WHAT IS NEEDED: Print the line containing "man's face, giving" and every later line of the records. Keep each one exactly as given, ending with the last.

DATASET EXTRACT:
"""

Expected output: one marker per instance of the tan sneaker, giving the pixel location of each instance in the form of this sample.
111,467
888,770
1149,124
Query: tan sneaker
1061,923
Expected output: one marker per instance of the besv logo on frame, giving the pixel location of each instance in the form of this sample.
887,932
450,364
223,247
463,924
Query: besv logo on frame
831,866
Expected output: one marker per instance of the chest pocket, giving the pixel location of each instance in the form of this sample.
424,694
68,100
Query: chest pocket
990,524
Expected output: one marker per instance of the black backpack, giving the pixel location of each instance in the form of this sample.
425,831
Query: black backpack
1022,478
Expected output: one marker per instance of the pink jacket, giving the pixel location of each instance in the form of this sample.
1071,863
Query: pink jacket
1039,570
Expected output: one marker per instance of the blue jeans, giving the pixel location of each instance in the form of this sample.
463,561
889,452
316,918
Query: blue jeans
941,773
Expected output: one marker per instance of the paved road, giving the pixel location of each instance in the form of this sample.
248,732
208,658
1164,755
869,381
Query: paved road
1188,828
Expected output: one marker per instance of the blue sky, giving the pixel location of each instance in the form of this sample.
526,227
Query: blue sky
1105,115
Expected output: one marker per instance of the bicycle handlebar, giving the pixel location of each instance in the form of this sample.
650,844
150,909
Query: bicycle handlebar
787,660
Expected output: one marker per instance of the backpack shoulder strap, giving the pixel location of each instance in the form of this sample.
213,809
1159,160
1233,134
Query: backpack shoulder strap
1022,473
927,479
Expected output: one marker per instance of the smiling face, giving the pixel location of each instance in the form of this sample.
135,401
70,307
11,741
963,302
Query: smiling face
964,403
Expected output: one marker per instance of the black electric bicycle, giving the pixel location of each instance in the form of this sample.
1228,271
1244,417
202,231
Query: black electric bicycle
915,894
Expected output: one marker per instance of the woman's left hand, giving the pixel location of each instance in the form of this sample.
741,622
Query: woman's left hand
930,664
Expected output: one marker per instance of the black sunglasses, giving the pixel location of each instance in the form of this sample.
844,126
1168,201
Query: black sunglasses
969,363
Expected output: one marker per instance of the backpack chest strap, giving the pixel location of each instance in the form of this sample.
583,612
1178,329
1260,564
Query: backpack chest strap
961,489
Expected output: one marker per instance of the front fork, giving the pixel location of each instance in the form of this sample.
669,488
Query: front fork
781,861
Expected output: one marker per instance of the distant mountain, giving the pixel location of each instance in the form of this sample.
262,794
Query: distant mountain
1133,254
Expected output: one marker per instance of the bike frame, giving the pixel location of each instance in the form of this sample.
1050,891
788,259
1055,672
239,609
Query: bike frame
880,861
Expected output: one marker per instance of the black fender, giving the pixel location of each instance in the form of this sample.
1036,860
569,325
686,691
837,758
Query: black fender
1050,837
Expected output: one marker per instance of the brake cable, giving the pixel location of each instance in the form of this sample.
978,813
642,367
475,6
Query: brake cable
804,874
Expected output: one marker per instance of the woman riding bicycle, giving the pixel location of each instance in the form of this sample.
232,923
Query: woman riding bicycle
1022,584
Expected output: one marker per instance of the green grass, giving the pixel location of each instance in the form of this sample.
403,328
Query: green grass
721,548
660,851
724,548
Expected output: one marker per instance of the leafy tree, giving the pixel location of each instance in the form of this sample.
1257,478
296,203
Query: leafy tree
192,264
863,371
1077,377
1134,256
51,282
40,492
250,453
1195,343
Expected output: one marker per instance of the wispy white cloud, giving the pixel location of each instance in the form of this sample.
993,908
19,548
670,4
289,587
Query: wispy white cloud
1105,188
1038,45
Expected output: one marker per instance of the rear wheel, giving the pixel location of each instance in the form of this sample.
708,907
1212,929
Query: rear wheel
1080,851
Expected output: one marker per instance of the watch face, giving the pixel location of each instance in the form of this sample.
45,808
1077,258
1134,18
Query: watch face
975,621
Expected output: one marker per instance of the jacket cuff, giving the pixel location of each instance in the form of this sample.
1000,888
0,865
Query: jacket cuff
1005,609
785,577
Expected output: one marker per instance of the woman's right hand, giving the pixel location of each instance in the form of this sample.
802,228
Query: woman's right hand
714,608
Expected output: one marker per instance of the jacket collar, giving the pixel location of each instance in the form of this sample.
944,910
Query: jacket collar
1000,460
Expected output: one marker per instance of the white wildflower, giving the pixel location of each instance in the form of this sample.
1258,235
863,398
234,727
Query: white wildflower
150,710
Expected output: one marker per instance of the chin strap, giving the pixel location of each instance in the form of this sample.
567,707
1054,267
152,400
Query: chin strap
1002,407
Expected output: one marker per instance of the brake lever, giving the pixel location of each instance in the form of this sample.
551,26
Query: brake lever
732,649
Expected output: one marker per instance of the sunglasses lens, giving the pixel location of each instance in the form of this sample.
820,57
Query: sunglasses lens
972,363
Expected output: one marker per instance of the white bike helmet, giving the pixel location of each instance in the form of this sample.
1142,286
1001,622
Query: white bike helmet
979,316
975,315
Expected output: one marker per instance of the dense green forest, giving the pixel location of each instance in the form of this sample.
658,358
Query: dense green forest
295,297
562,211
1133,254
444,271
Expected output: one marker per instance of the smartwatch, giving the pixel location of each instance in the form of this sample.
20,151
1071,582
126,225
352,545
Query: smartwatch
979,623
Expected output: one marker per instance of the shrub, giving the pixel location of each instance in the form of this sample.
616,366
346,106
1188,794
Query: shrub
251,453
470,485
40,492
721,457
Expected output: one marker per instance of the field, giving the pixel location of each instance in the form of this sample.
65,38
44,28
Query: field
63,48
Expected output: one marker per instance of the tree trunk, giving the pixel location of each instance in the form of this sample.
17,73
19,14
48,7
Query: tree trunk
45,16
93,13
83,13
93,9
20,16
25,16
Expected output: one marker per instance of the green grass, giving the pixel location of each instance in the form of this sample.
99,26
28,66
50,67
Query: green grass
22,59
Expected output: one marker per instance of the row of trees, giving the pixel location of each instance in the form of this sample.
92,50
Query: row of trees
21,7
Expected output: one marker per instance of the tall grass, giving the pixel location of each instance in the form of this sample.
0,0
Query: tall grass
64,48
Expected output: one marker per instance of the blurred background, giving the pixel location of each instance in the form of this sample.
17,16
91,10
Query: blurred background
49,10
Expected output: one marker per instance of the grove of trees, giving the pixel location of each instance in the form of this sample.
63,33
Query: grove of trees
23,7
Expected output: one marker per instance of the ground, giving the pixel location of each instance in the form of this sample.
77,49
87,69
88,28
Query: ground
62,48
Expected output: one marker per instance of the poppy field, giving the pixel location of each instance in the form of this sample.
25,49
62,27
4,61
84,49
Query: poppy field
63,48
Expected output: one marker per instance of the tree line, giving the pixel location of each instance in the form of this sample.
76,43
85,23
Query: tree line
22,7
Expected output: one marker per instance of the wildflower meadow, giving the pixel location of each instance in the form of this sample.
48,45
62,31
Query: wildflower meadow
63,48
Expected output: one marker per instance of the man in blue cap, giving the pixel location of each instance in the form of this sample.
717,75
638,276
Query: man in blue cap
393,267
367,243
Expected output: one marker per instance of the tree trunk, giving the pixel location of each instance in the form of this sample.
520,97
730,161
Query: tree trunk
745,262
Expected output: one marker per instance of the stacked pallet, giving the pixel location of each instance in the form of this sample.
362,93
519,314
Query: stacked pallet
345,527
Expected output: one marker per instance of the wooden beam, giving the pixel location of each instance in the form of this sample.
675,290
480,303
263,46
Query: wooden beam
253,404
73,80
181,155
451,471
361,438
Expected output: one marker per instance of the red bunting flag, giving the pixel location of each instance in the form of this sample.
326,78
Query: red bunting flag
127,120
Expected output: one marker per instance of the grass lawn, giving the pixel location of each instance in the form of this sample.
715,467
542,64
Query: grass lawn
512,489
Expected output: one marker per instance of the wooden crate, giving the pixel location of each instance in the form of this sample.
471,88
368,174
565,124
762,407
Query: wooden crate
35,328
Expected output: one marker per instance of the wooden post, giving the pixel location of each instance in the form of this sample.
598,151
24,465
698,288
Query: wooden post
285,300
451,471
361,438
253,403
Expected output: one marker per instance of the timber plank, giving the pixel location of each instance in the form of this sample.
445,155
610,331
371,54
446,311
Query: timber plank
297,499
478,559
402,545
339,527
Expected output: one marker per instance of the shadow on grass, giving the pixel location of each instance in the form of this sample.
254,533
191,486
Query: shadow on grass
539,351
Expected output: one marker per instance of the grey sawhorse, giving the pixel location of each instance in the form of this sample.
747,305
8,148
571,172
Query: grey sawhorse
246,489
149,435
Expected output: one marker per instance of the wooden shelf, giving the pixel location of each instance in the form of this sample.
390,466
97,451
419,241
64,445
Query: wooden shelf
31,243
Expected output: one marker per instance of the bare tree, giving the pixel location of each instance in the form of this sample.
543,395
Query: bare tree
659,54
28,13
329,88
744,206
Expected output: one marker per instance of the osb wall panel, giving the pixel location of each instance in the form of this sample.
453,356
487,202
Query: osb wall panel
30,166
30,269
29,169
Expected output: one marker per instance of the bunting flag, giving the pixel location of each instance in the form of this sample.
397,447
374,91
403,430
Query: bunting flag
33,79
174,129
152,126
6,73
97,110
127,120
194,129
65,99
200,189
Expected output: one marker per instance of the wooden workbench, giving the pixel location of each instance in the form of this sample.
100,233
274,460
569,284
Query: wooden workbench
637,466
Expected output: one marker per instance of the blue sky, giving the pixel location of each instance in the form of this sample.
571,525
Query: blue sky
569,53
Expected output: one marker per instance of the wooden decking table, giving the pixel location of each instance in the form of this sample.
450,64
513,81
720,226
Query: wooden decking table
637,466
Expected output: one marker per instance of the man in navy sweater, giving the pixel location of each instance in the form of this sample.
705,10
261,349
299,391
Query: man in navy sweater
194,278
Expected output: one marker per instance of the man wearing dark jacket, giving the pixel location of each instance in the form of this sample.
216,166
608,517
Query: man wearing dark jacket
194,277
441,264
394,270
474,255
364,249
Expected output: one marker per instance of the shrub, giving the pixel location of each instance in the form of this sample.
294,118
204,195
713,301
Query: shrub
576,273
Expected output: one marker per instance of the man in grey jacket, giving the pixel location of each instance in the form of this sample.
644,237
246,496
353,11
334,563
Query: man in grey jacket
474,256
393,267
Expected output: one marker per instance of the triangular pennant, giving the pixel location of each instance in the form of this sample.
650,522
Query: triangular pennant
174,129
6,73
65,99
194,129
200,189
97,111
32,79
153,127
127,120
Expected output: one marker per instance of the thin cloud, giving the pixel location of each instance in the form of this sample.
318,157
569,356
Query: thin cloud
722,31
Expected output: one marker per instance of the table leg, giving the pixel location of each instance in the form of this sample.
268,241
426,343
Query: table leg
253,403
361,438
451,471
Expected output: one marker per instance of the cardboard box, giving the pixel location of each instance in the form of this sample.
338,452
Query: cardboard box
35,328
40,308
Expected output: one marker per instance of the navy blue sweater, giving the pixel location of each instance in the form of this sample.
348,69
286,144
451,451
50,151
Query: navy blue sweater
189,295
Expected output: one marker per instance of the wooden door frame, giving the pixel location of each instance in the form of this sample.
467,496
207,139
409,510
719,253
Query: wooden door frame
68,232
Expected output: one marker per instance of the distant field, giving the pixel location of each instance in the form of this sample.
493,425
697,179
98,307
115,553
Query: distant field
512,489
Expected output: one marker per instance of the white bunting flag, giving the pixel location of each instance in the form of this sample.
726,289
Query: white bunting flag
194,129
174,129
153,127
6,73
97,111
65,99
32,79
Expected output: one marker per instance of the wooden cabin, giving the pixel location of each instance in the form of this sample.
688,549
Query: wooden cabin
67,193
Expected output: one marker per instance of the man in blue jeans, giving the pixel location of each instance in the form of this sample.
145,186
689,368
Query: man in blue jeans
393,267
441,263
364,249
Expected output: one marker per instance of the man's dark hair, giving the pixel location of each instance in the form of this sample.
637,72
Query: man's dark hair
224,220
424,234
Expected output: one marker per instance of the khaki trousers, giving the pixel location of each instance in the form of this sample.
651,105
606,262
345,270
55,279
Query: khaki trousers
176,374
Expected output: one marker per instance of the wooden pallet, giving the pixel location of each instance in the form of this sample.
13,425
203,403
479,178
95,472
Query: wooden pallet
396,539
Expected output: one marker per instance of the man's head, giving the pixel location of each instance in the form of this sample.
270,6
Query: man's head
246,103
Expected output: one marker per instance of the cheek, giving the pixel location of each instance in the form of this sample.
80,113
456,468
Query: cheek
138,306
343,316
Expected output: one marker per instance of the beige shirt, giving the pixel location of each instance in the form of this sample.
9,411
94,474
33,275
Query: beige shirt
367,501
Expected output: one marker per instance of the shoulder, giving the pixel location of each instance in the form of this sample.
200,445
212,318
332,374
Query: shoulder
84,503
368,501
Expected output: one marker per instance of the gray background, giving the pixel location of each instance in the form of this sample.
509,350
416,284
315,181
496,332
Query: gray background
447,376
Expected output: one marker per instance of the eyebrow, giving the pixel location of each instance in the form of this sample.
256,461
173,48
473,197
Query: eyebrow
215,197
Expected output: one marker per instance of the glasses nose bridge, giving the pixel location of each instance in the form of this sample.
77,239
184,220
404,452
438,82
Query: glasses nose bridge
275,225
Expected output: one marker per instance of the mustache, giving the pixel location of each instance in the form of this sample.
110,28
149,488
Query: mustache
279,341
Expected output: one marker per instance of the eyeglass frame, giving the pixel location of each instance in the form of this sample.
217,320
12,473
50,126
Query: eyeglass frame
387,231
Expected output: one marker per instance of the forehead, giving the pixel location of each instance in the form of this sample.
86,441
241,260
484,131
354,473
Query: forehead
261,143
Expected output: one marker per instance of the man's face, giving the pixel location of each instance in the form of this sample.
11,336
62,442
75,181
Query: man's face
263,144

"""

RESPONSE FOR THIS EXERCISE:
Expected output: one marker per instance of the man's face, giving the pixel location of each instance in the form of this sample.
11,336
62,442
75,181
Query: man's face
263,144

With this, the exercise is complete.